=== The records ===

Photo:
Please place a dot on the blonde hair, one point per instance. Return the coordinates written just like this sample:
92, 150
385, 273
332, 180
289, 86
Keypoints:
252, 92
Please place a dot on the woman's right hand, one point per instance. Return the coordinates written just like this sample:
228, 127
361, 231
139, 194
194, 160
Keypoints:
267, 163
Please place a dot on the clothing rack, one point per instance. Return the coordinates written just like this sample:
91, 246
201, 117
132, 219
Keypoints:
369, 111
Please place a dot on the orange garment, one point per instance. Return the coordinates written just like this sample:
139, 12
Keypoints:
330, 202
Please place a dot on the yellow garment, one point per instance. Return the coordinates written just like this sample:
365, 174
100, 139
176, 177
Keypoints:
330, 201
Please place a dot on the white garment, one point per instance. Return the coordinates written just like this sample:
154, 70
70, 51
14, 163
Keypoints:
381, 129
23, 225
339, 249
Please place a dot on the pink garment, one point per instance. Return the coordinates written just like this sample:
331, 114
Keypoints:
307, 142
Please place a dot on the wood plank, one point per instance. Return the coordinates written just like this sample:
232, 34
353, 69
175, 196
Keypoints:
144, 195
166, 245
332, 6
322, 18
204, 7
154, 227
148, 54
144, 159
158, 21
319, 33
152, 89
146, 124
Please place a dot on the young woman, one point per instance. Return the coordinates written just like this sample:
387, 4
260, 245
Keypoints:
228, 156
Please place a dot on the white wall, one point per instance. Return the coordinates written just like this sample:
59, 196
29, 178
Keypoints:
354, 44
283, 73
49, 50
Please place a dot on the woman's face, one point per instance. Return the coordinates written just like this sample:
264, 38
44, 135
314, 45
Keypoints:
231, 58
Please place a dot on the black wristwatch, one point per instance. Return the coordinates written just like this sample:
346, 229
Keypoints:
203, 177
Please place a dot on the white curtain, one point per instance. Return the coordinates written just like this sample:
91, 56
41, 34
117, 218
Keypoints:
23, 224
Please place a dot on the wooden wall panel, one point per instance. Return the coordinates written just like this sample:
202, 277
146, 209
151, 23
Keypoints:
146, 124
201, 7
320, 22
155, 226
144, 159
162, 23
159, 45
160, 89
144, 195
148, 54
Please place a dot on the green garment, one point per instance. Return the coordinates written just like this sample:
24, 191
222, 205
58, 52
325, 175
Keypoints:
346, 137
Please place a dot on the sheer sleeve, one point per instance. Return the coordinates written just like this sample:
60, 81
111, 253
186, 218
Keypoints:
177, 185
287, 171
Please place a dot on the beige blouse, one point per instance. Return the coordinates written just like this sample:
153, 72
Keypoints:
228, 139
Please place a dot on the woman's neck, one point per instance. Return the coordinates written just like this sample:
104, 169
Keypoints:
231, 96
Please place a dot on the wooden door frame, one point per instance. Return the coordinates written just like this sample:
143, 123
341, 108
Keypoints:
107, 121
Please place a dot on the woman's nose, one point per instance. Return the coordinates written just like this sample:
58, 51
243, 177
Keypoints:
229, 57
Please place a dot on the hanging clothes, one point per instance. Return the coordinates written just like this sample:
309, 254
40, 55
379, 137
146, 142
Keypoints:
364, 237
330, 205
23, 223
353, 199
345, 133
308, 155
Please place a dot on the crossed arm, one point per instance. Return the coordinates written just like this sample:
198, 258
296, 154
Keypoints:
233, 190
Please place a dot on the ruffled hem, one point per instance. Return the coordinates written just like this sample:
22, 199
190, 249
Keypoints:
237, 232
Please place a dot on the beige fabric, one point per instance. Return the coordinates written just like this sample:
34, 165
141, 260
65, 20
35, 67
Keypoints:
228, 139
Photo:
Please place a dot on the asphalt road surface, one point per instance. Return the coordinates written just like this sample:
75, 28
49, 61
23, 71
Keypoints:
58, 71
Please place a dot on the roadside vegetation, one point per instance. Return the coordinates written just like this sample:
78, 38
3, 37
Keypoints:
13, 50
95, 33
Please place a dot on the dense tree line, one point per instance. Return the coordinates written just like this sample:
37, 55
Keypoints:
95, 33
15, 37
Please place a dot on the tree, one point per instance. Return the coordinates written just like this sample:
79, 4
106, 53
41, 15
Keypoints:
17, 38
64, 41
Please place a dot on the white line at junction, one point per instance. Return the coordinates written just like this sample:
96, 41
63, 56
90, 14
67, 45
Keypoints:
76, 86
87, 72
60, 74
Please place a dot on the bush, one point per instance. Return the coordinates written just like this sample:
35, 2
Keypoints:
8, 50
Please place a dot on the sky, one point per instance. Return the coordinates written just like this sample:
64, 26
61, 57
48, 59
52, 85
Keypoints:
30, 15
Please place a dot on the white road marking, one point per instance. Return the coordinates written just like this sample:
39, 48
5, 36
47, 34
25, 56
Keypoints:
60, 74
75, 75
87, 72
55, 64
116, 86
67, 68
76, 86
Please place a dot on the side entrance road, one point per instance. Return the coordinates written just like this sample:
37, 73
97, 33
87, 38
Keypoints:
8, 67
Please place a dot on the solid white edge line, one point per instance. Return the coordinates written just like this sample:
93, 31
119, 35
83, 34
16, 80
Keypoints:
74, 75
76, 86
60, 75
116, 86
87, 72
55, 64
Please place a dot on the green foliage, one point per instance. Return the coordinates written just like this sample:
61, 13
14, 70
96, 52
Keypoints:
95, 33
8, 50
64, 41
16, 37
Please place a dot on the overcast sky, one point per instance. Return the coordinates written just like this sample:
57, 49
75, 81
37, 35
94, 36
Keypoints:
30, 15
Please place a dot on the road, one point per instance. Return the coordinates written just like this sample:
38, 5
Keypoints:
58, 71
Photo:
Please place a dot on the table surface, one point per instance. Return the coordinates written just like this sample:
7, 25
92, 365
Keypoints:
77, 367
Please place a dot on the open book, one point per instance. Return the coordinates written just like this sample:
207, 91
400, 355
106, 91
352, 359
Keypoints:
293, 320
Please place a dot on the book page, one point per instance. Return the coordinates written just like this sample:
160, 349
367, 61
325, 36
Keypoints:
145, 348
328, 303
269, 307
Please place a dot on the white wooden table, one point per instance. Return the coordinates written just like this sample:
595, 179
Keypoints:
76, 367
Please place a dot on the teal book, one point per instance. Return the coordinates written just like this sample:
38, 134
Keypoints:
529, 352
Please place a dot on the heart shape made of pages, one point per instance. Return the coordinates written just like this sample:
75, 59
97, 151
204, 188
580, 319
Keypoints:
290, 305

===

» **What is needed**:
Please give back the entries above, unchanged and complete.

» **Output**:
Photo:
Please place a dot on the blonde hair, one point per instance. Return the coordinates written just like this sample:
92, 150
385, 273
332, 180
289, 86
Keypoints:
252, 92
Please place a dot on the woman's right hand, one point per instance. Return the coordinates written just like this sample:
228, 127
361, 231
139, 194
194, 160
Keypoints:
267, 163
Please place a dot on the clothing rack, one point per instance. Return the coordinates written just like this sample:
91, 246
201, 117
132, 219
Keypoints:
369, 111
Please place a dot on the orange garment, one point per instance. Return the coordinates written just like this sample:
139, 12
Keypoints:
330, 202
Please place a dot on the yellow garment, one point per instance. Return the coordinates written just like this sample:
365, 174
100, 139
176, 177
Keypoints:
330, 201
Please place a dot on the white garment, one point per instance. Return the coordinates written just like this sample:
154, 70
70, 51
14, 163
Keypoints:
381, 129
23, 225
339, 249
Please place a dot on the pink garment, one point per instance. Return the coordinates written just like this sample:
331, 114
Keypoints:
307, 142
Please place a dot on the wood plank, one point per instance. Return the coordinates written just like this sample:
232, 34
353, 69
175, 196
Keypoints:
144, 195
166, 245
332, 6
322, 18
204, 7
154, 227
148, 54
144, 159
158, 21
319, 33
152, 89
146, 124
Please place a dot on the young woman, one point per instance. Return the coordinates written just like this sample:
387, 4
260, 245
Keypoints:
228, 156
Please place a dot on the white wall, one point per instance. Return the coordinates written just like this sample:
59, 196
29, 178
Keypoints:
354, 44
283, 73
49, 50
Please place a dot on the woman's face, one point per instance. Return the coordinates written just like this sample:
264, 38
44, 135
314, 45
Keypoints:
231, 58
Please place a dot on the black wristwatch, one point per instance. Return the coordinates written just like this sample:
346, 229
Keypoints:
203, 177
Please place a dot on the white curtain, one point per instance. Return the coordinates written just like this sample:
91, 56
41, 34
117, 218
Keypoints:
23, 224
Please place a dot on the wooden wall panel, one point per instance. Return the coordinates written just like this sample:
202, 277
146, 209
151, 23
Keypoints:
146, 124
201, 7
320, 22
155, 226
144, 159
162, 23
159, 45
160, 89
144, 195
148, 54
Please place a dot on the green garment, one point per instance. Return the coordinates written just like this sample:
24, 191
222, 205
58, 52
325, 175
Keypoints:
346, 137
Please place a dot on the sheer sleeve, one point per instance. Return the coordinates written just like this sample:
60, 81
111, 253
186, 218
Keypoints:
177, 185
287, 171
Please place a dot on the beige blouse, one point per instance. Return the coordinates written just like this sample:
153, 72
Keypoints:
228, 139
Please place a dot on the woman's neck, one point per instance. Return the coordinates written just like this sample:
104, 169
Keypoints:
231, 96
Please place a dot on the wooden door frame, one point per instance. Return the coordinates written just like this sample:
143, 123
341, 108
Keypoints:
107, 121
Please place a dot on the woman's nose, one point per instance. Return the coordinates written just like this sample:
58, 51
243, 177
Keypoints:
229, 57
Please place a dot on the hanging clothes, one point per instance. Return the coordinates written just like this sample:
309, 254
40, 55
379, 137
146, 142
Keypoints:
364, 237
330, 205
23, 223
353, 199
345, 133
308, 155
Please place a dot on the crossed arm, one point per instance. Return the coordinates written just like this sample:
198, 258
296, 154
Keypoints:
233, 190
Please place a dot on the ruffled hem, one point per instance. Return the coordinates written just like this sample:
22, 199
190, 249
Keypoints:
237, 232
Please place a dot on the beige fabric, one point per instance. Return the coordinates written just like this sample:
34, 165
141, 260
65, 20
35, 67
Keypoints:
228, 139
Photo:
Please place a dot on the asphalt road surface, one point per instance. Return the coordinates written just like this sample:
75, 28
49, 61
23, 71
Keypoints:
58, 71
Please place a dot on the roadside vegetation, one point per instance. Return the coordinates written just like this sample:
78, 38
3, 37
Keypoints:
13, 50
95, 33
Please place a dot on the dense tree line, one point per instance. Return the coordinates written just like this sample:
37, 55
Keypoints:
95, 33
15, 37
Please place a dot on the tree, one point per instance. Return the coordinates written just like this sample:
79, 4
106, 53
41, 15
Keypoints:
17, 38
64, 41
Please place a dot on the white line at junction, one point per instance. Return the coordinates written just like this sample:
96, 41
63, 56
90, 14
67, 45
Keypoints:
76, 86
87, 72
60, 74
Please place a dot on the bush, one point per instance. Return the coordinates written just like this sample:
35, 2
Keypoints:
8, 50
Please place a dot on the sky, one point per instance. Return the coordinates written just like this sample:
64, 26
61, 57
48, 59
52, 85
Keypoints:
30, 15
Please place a dot on the white road marking, one point per instance. Return the coordinates written just like this sample:
39, 48
5, 36
47, 34
25, 56
Keypoints:
60, 74
75, 75
87, 72
55, 64
116, 86
67, 68
76, 86
Please place a dot on the side entrance road, one point per instance. Return the coordinates written just like this sample:
37, 73
97, 33
87, 38
Keypoints:
8, 67
Please place a dot on the solid white edge line, one point per instance. Return the coordinates written just like this sample:
93, 31
119, 35
83, 34
16, 80
Keypoints:
74, 75
76, 86
60, 75
116, 86
87, 72
55, 64
Please place a dot on the green foliage, one point per instance. Return the coordinates written just like this sample:
61, 13
14, 70
96, 52
Keypoints:
95, 33
8, 50
64, 41
16, 37
Please place a dot on the overcast sky, one point per instance. Return the coordinates written just like this sample:
57, 49
75, 81
37, 35
94, 36
Keypoints:
30, 15
Please place a dot on the road, one point per instance. Return the coordinates written just like this sample:
38, 5
Keypoints:
58, 71
Photo:
Please place a dot on the table surface, one point per instance. Return the coordinates written just like this sample:
7, 25
92, 365
Keypoints:
77, 367
Please place a dot on the open book, one point per instance. Return the coordinates written just like this sample:
207, 91
400, 355
106, 91
352, 359
Keypoints:
293, 320
Please place a dot on the book page, one point per instance. Return the coordinates written just like this sample:
160, 349
367, 61
325, 36
Keypoints:
145, 348
328, 303
269, 307
Please place a dot on the white wooden table, one point per instance. Return the coordinates written just like this sample:
595, 179
Keypoints:
76, 367
Please place a dot on the teal book, one point per instance. Return the coordinates written just like this sample:
38, 134
Keypoints:
529, 352
Please place a dot on the heart shape made of pages, one point per instance. Return the coordinates written just like this sample:
75, 59
97, 151
204, 188
580, 319
Keypoints:
290, 305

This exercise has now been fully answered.